TEXTO EXTRAÍDO =>
+--

Mucho ganaría la militancia si leyéramos Conducción Política (CP) como uno de los mayores libros de ejercicios del siglo XX. La finalidad de las míticas clases que brindó Perón en la Escuela Superior Peronista en 1951 se resume en formar hombres y mujeres capaces de hacer un análisis político de lo que está en juego y tomar la mejor resolución posible. De ahí la expresión ejercitar el criterio. No se trata, entonces, de lecciones magistrales, sino de un entrenamiento.
¿Para qué estudiar ejemplos históricos, que Perón insiste en que no se repiten? Para poner a prueba nuestra prudencia y afinar nuestra comprensión política, para ser más sabios en todas las ocasiones. “Así como el boxeador pega en la bolsa o hace boxeo con el aire. Con eso no va a ganar a nadie, pero él se hace más ágil, y más diestro” (a la metáfora del boxeo debemos añadir que Perón se jacta en CP de haber hecho atletismo). Hay una gimnasia de la conducción, que es la militancia como gimnasia, como ejercicio. Gymnos quiere decir desnudez, porque desnudos entrenaban los griegos. Ergo, en la gimnasia la militancia saca a relucir su desnudez primaria, sin ropajes y ornamentos. El propósito del ejercicio es internalizar lo que se ejercita, la militancia. De nuevo Perón:
“hay que asimilar los principios, discernirlos y digerirlos. Van más bien dirigidos, en un conductor, casi a la subconsciencia; él debe asimilarlos de manera tal, que los aplique sin necesidad de mencionarlos, sin necesidad hasta de recordarlos. Es una técnica que radica casi siempre en el subconsciente del hombre de acción (...) Hay algo así en todo esto de la conducción; algo verdaderamente inexplicable, como inexplicables son algunos fenómenos que radican en la conciencia y en la subconsciencia de los hombres. En esto hay mucho de esa sensación intuitiva, natural, que se crea por el ejercicio”.

+--

CONSIGNA 1 =>
¿Qué líneas de las entradas contienen la palabra "blue"? Indícalas copiando cada una completa y distingue entre mayúsculas y minúsculas.

DATOS ALMACENADOS =>
+--

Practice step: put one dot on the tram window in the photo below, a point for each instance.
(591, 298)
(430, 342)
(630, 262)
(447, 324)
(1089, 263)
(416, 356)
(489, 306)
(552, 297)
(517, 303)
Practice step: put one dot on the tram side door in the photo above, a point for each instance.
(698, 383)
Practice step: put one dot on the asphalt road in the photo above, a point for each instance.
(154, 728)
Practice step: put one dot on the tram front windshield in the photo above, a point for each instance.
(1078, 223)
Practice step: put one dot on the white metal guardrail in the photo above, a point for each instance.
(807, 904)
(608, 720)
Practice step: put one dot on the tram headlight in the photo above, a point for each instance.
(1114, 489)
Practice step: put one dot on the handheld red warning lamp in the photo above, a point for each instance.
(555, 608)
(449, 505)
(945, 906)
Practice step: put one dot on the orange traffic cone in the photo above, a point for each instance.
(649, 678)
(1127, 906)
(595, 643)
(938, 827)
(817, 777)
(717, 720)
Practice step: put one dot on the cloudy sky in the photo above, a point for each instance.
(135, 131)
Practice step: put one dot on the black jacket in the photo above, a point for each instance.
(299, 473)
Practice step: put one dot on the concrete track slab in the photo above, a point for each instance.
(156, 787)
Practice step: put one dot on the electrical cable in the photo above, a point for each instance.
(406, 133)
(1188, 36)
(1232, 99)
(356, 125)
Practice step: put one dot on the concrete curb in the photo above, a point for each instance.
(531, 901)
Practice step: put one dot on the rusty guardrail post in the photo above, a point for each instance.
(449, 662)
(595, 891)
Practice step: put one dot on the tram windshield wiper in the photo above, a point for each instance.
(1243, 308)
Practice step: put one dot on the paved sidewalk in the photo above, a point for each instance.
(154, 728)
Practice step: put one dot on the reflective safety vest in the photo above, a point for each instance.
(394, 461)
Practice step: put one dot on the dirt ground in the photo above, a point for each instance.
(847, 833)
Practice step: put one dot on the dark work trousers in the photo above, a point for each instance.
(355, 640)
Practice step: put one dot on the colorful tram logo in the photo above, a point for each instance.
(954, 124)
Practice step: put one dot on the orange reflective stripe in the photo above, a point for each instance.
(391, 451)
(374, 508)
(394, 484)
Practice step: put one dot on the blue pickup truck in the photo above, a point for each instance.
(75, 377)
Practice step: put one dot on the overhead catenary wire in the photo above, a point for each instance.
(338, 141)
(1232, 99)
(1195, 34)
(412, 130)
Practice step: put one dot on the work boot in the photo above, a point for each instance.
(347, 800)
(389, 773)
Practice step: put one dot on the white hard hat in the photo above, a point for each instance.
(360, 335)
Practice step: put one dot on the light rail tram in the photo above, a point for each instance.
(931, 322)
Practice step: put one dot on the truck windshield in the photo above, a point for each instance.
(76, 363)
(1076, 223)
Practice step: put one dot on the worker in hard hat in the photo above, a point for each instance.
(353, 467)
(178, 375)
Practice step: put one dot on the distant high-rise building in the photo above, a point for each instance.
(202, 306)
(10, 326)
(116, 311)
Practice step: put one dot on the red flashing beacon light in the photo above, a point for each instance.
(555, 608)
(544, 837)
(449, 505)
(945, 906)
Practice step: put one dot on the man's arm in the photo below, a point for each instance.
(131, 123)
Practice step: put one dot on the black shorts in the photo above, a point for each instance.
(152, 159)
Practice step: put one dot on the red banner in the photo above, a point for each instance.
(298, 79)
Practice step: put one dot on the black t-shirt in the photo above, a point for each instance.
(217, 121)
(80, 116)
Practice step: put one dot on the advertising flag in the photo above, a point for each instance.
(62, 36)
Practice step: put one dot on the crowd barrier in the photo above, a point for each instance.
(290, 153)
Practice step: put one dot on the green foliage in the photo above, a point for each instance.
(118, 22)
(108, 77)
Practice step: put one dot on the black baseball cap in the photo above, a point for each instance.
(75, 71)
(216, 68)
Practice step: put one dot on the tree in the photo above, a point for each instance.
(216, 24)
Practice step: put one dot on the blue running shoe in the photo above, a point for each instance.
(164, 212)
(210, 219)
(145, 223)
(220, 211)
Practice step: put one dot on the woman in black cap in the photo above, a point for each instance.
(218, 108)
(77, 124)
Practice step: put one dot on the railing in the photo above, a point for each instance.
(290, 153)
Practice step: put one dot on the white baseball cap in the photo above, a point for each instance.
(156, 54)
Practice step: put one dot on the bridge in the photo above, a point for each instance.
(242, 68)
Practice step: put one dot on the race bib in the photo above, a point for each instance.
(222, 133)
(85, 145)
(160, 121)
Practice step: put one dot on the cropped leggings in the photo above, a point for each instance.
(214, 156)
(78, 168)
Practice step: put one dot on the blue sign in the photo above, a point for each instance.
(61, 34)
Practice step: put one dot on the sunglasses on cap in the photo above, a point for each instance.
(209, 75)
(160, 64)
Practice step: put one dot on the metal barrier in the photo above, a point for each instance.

+--

CONSIGNA 2 =>
Reproduce literalmente el pasaje del texto sobre Conducción Política que va de "Mucho ganaría la" a "de un entrenamiento.".

SOLUCIÓN 1 =>
Practice step: put one dot on the blue pickup truck in the photo above, a point for each instance.
Practice step: put one dot on the blue running shoe in the photo above, a point for each instance.
Practice step: put one dot on the blue sign in the photo above, a point for each instance.

SOLUCIÓN 2 =>
Mucho ganaría la militancia si leyéramos Conducción Política (CP) como uno de los mayores libros de ejercicios del siglo XX. La finalidad de las míticas clases que brindó Perón en la Escuela Superior Peronista en 1951 se resume en formar hombres y mujeres capaces de hacer un análisis político de lo que está en juego y tomar la mejor resolución posible. De ahí la expresión ejercitar el criterio. No se trata, entonces, de lecciones magistrales, sino de un entrenamiento.